Write out everything in the data from the line containing "Reviewer note: confirm that every instance of the basket" down to the very end as a numbered list, skipping any blank lines.

TASK INPUT »
════════════════════

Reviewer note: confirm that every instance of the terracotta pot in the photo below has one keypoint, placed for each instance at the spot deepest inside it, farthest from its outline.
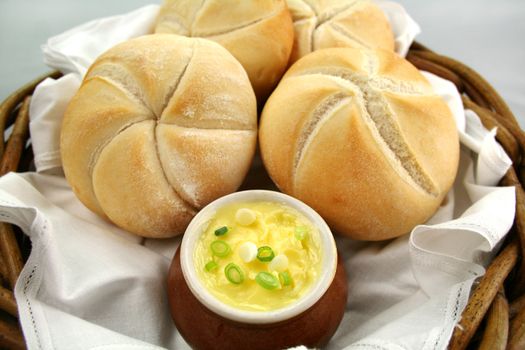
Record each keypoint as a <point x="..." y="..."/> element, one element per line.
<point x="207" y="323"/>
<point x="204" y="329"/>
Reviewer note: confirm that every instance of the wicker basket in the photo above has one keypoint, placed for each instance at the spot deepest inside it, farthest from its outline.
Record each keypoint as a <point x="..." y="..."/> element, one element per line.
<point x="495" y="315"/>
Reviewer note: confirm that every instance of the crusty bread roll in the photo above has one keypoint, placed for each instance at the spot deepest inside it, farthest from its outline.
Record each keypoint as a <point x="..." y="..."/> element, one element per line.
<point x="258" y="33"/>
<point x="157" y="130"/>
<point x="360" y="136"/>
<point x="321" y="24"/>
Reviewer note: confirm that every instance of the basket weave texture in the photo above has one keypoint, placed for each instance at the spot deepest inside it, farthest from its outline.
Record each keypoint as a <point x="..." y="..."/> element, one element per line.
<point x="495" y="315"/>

════════════════════

RIGHT ANSWER »
1. Reviewer note: confirm that every instance of the basket weave texture in the photo above has one keypoint, placed for each instance at the spot deepest inside it, farthest from its outline.
2. Record each keypoint as a <point x="..." y="..."/> element, one element per line.
3. <point x="495" y="315"/>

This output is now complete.